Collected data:
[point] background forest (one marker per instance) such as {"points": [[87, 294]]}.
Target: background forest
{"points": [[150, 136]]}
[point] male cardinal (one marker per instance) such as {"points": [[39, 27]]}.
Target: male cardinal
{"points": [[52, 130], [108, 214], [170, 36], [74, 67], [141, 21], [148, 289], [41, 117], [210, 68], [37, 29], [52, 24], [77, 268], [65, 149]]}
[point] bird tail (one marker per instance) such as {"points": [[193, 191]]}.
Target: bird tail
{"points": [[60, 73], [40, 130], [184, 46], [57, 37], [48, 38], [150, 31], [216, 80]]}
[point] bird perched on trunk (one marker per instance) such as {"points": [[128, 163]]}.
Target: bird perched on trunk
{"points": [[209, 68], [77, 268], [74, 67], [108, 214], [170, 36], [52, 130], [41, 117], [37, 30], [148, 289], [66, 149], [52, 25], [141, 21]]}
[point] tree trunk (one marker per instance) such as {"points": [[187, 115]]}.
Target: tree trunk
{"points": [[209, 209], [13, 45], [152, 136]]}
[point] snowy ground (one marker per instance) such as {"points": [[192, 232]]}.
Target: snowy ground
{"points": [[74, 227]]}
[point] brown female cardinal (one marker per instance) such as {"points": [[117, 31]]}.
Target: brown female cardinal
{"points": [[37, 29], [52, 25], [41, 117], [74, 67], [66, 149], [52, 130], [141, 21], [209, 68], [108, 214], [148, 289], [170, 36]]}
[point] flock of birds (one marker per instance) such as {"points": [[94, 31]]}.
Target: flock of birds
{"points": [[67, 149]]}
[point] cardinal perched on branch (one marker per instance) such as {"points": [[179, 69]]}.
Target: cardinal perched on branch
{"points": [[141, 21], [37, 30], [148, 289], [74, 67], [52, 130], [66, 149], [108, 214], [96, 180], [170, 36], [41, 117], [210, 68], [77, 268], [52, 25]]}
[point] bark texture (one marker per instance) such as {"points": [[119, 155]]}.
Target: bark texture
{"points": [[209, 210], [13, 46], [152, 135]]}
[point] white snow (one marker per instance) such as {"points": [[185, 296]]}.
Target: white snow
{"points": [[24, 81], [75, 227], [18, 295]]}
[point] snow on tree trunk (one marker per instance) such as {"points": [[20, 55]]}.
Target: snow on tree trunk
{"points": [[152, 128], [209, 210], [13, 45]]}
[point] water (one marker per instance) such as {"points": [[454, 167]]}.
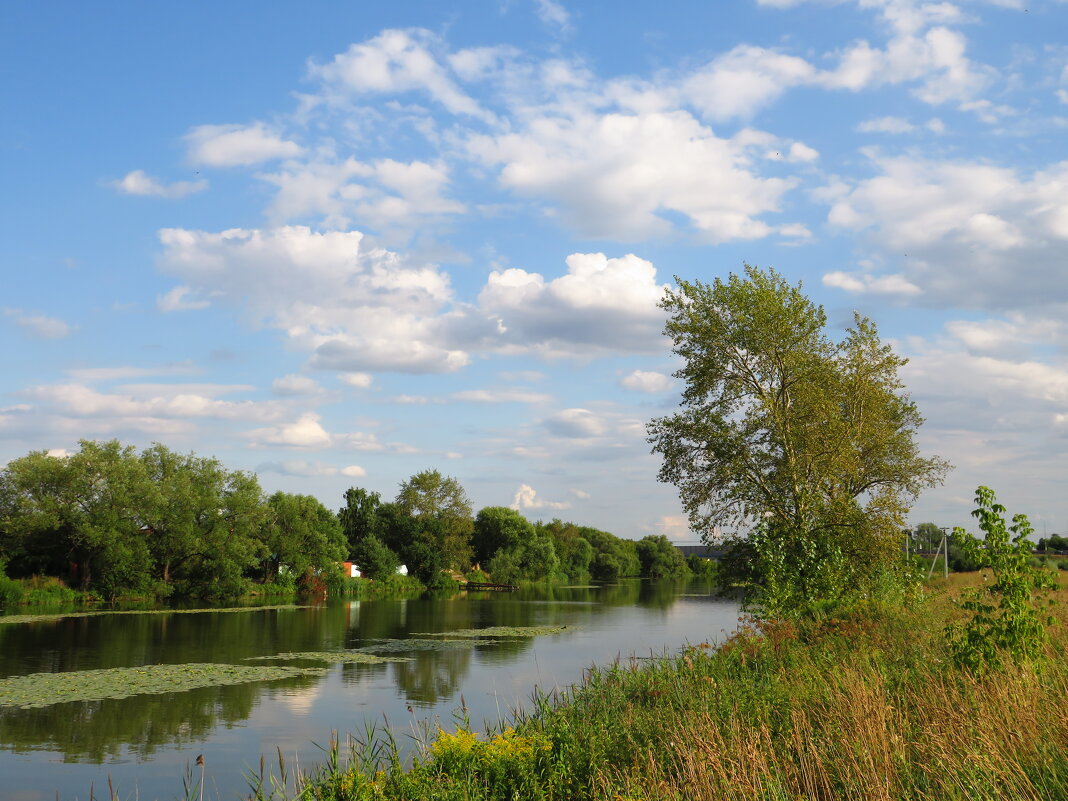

Problem to work on: Format all the rows above as a numbered list, skipping blank lines and leaving the pictures out.

Right answer:
1. [point] background forest (one marker per instance) such as {"points": [[87, 294]]}.
2. Target: background forest
3. {"points": [[150, 136]]}
4. [point] male cardinal (one marker per instance) such as {"points": [[39, 27]]}.
5. Target: male cardinal
6. {"points": [[52, 130], [108, 214], [170, 36], [74, 67], [141, 21], [148, 289], [41, 117], [210, 68], [37, 29], [52, 24], [77, 268], [65, 149]]}
7. [point] bird tail (one marker per instance) such as {"points": [[193, 191]]}.
8. Target: bird tail
9. {"points": [[60, 73], [40, 130], [184, 46], [57, 37], [48, 38], [150, 31], [216, 80]]}
10. [point] bird perched on trunk (one marker per instance) such as {"points": [[128, 163]]}.
11. Target: bird perched on trunk
12. {"points": [[209, 68], [77, 268], [74, 67], [108, 214], [170, 36], [52, 130], [41, 117], [37, 30], [148, 289], [66, 149], [52, 25], [141, 21]]}
13. [point] tree trunk (one marker per instance) such as {"points": [[187, 115]]}.
14. Target: tree trunk
15. {"points": [[209, 209], [13, 45], [152, 136]]}
16. [point] snowy ground (one marker per instance) such as {"points": [[192, 232]]}.
17. Target: snowy ground
18. {"points": [[74, 227]]}
19. [point] brown female cardinal (one marker per instance) such as {"points": [[117, 31]]}.
20. Target: brown female cardinal
21. {"points": [[37, 29], [52, 25], [41, 117], [74, 67], [66, 149], [52, 130], [141, 21], [209, 68], [108, 214], [148, 289], [170, 36]]}
22. [point] flock of birds (one marker per instance) such as {"points": [[94, 31]]}.
23. Target: flock of birds
24. {"points": [[67, 149]]}
25. [point] cardinal perched on branch (one marker per instance) such as {"points": [[179, 69]]}.
26. Target: cardinal perched on branch
27. {"points": [[141, 21], [37, 30], [148, 289], [74, 67], [52, 130], [66, 149], [108, 214], [96, 180], [170, 36], [41, 117], [210, 68], [77, 268], [52, 25]]}
28. [point] bark texture (one marker per instance) such as {"points": [[119, 155]]}.
29. Target: bark texture
30. {"points": [[209, 210], [13, 46], [152, 135]]}
31. [point] white snow (one marker per instance) such as {"points": [[185, 296]]}.
32. Target: white snow
33. {"points": [[24, 81], [75, 227], [18, 295]]}
34. [point] snow on tree trunk (one marker per instance) such as {"points": [[20, 55]]}.
35. Target: snow on tree trunk
36. {"points": [[152, 128], [209, 210], [13, 45]]}
37. [point] water (one marker per instance) such as {"points": [[454, 167]]}.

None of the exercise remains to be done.